WHAT THE TASK REQUIRES: Reproduce the lines below word for word, every one of them.
-- Start of RECORD LIST --
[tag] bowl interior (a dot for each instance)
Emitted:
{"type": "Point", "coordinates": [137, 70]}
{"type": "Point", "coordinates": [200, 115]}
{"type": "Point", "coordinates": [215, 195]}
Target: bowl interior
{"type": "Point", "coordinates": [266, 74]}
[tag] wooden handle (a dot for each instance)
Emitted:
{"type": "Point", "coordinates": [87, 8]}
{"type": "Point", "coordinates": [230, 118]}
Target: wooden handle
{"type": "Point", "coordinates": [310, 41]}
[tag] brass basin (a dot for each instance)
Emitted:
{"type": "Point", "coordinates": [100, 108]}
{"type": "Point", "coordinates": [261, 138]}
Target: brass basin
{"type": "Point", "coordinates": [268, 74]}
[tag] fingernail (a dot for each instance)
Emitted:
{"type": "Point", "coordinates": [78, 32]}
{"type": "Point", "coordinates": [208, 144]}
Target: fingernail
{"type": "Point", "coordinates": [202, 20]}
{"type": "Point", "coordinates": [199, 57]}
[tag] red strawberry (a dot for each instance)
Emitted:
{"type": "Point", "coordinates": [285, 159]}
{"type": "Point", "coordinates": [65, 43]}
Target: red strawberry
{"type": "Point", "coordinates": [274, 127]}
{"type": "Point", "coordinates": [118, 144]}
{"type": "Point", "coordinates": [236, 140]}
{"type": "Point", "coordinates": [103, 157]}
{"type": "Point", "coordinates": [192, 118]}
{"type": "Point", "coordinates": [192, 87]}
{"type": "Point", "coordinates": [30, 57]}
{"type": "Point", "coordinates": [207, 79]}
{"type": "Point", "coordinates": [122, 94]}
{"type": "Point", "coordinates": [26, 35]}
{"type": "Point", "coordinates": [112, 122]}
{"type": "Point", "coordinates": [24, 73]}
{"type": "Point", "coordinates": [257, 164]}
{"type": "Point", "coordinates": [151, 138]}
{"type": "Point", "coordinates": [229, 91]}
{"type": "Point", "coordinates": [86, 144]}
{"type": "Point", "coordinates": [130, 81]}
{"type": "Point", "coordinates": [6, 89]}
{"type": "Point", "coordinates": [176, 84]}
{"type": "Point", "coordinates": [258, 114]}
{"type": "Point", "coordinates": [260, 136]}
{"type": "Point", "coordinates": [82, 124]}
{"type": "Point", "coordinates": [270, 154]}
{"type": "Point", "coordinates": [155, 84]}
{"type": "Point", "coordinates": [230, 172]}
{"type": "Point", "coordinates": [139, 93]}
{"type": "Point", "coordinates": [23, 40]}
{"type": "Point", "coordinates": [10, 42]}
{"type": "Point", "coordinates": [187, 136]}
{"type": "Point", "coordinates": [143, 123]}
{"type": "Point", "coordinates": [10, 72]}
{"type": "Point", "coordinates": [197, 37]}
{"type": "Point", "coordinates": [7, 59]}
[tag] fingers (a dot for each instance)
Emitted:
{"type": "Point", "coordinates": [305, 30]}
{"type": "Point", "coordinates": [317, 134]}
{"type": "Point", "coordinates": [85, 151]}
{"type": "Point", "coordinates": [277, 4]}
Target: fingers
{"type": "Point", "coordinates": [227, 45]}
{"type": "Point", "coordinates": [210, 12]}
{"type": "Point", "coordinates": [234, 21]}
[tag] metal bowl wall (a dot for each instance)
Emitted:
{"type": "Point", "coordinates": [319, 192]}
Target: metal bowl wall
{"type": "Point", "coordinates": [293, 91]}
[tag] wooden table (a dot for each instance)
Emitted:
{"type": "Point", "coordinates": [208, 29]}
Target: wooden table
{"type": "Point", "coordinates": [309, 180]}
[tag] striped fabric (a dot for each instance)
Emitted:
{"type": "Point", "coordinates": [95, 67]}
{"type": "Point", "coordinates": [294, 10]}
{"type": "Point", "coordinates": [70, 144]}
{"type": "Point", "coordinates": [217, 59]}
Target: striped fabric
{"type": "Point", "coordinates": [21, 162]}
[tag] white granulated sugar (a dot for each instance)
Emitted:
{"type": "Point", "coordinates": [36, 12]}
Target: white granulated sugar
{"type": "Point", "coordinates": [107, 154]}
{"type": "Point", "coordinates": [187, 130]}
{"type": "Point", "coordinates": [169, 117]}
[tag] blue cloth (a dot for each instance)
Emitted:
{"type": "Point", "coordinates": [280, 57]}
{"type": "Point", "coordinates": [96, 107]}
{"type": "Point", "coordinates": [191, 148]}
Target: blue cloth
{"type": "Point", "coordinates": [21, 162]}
-- End of RECORD LIST --
FULL SOLUTION:
[tag] bowl interior (a dot for each instance)
Emitted:
{"type": "Point", "coordinates": [137, 70]}
{"type": "Point", "coordinates": [200, 115]}
{"type": "Point", "coordinates": [215, 195]}
Target: bowl interior
{"type": "Point", "coordinates": [266, 74]}
[tag] wooden handle (a dot for each instance)
Emitted:
{"type": "Point", "coordinates": [87, 8]}
{"type": "Point", "coordinates": [230, 118]}
Target: wooden handle
{"type": "Point", "coordinates": [310, 41]}
[tag] brass basin (a dot for each instance)
Emitted:
{"type": "Point", "coordinates": [100, 108]}
{"type": "Point", "coordinates": [261, 138]}
Target: brass basin
{"type": "Point", "coordinates": [268, 74]}
[tag] fingernail (a dot for each instance)
Emitted:
{"type": "Point", "coordinates": [78, 32]}
{"type": "Point", "coordinates": [208, 144]}
Target: fingernail
{"type": "Point", "coordinates": [202, 20]}
{"type": "Point", "coordinates": [199, 57]}
[tag] red strawberry (a dot for each instance)
Emitted:
{"type": "Point", "coordinates": [285, 159]}
{"type": "Point", "coordinates": [65, 43]}
Target: red strawberry
{"type": "Point", "coordinates": [274, 127]}
{"type": "Point", "coordinates": [118, 144]}
{"type": "Point", "coordinates": [236, 140]}
{"type": "Point", "coordinates": [103, 157]}
{"type": "Point", "coordinates": [192, 118]}
{"type": "Point", "coordinates": [192, 87]}
{"type": "Point", "coordinates": [30, 57]}
{"type": "Point", "coordinates": [207, 79]}
{"type": "Point", "coordinates": [122, 94]}
{"type": "Point", "coordinates": [26, 35]}
{"type": "Point", "coordinates": [112, 122]}
{"type": "Point", "coordinates": [24, 73]}
{"type": "Point", "coordinates": [257, 164]}
{"type": "Point", "coordinates": [151, 138]}
{"type": "Point", "coordinates": [229, 91]}
{"type": "Point", "coordinates": [86, 144]}
{"type": "Point", "coordinates": [130, 81]}
{"type": "Point", "coordinates": [6, 89]}
{"type": "Point", "coordinates": [176, 84]}
{"type": "Point", "coordinates": [258, 114]}
{"type": "Point", "coordinates": [260, 136]}
{"type": "Point", "coordinates": [82, 124]}
{"type": "Point", "coordinates": [270, 154]}
{"type": "Point", "coordinates": [155, 84]}
{"type": "Point", "coordinates": [230, 172]}
{"type": "Point", "coordinates": [139, 93]}
{"type": "Point", "coordinates": [23, 40]}
{"type": "Point", "coordinates": [10, 42]}
{"type": "Point", "coordinates": [187, 136]}
{"type": "Point", "coordinates": [143, 123]}
{"type": "Point", "coordinates": [10, 72]}
{"type": "Point", "coordinates": [197, 37]}
{"type": "Point", "coordinates": [7, 59]}
[tag] fingers (a dot for each instance)
Emitted:
{"type": "Point", "coordinates": [305, 30]}
{"type": "Point", "coordinates": [317, 134]}
{"type": "Point", "coordinates": [85, 151]}
{"type": "Point", "coordinates": [277, 4]}
Target: fingers
{"type": "Point", "coordinates": [227, 45]}
{"type": "Point", "coordinates": [210, 12]}
{"type": "Point", "coordinates": [234, 21]}
[tag] metal bowl wall (a dot for each instance)
Emitted:
{"type": "Point", "coordinates": [319, 192]}
Target: metal bowl wall
{"type": "Point", "coordinates": [293, 91]}
[tag] wooden table (a dot for each instance)
Emitted:
{"type": "Point", "coordinates": [208, 29]}
Target: wooden table
{"type": "Point", "coordinates": [309, 180]}
[tag] striped fabric (a dot for each instance)
Emitted:
{"type": "Point", "coordinates": [95, 67]}
{"type": "Point", "coordinates": [294, 10]}
{"type": "Point", "coordinates": [70, 144]}
{"type": "Point", "coordinates": [217, 59]}
Target: striped fabric
{"type": "Point", "coordinates": [21, 162]}
[tag] white granulated sugar (a dot for each instance)
Emitted:
{"type": "Point", "coordinates": [36, 12]}
Target: white granulated sugar
{"type": "Point", "coordinates": [107, 154]}
{"type": "Point", "coordinates": [187, 130]}
{"type": "Point", "coordinates": [169, 117]}
[tag] blue cloth (a dot for each instance)
Emitted:
{"type": "Point", "coordinates": [280, 57]}
{"type": "Point", "coordinates": [96, 107]}
{"type": "Point", "coordinates": [191, 148]}
Target: blue cloth
{"type": "Point", "coordinates": [21, 162]}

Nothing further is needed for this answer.